Dataset rows on where objects appear
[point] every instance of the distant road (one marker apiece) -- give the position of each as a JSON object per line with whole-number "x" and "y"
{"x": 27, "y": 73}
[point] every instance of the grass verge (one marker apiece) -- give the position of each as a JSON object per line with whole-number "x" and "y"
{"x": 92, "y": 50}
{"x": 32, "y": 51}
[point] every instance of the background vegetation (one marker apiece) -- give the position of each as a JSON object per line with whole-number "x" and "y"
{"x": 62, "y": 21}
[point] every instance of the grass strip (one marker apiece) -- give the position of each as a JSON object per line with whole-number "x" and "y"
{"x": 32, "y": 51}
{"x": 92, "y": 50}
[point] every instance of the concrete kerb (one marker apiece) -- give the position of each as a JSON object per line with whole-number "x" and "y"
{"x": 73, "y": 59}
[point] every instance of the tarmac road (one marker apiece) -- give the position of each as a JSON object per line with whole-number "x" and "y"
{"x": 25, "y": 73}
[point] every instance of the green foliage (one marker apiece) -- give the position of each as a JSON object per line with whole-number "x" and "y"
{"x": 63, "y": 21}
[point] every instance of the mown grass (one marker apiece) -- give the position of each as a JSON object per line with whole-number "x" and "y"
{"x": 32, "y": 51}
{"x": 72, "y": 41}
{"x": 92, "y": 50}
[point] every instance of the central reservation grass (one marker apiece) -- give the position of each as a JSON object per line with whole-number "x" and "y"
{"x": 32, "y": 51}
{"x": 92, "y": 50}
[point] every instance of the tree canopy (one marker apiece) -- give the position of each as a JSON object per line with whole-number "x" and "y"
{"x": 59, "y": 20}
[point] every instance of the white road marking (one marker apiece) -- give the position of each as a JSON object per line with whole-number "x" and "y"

GOAL OF THE EXERCISE –
From the records above, extract every line exactly as it stands.

RESULT BELOW –
[point] every instance of the distant road (one marker apiece) -- give the position of each as a JSON object per line with whole-number "x" and "y"
{"x": 27, "y": 73}
[point] every instance of the grass verge (one marker apiece) -- give the position of each as a JSON object per line with whole-number "x" and "y"
{"x": 92, "y": 50}
{"x": 32, "y": 51}
[point] every instance of the background vegetation (one marker apiece) -- give the position of each as a JSON object per line with whole-number "x" and "y"
{"x": 62, "y": 21}
[point] every instance of the grass strip (one marker apiece) -- give the position of each as a JSON object per line with whole-number "x" and "y"
{"x": 32, "y": 51}
{"x": 92, "y": 50}
[point] every instance of the concrete kerb (one marker apiece) -- give the position of each as a JSON object per line with whole-number "x" and "y"
{"x": 73, "y": 59}
[point] every instance of the tarmac road (one marker apiece) -- give the position of each as a JSON object per line with whole-number "x" and "y"
{"x": 25, "y": 73}
[point] every instance of the green foliage (one marker apiece) -- give the position of each as a JSON object per line with whole-number "x" and "y"
{"x": 63, "y": 21}
[point] every instance of the mown grass (one marker apiece) -- give the position of each as a JSON object per line with whole-number "x" and "y"
{"x": 32, "y": 51}
{"x": 72, "y": 41}
{"x": 92, "y": 50}
[point] every instance of the central reservation grass (one marker apiece) -- give the position of each as a JSON object per line with whole-number "x" and "y"
{"x": 32, "y": 51}
{"x": 92, "y": 50}
[point] every instance of the tree canopy (one marker apiece) -- give the position of each as a JSON object per line with whole-number "x" and "y"
{"x": 59, "y": 20}
[point] every instance of the white road marking (one marker apiece) -- give the position of each as a JSON object per line with whole-number "x" and "y"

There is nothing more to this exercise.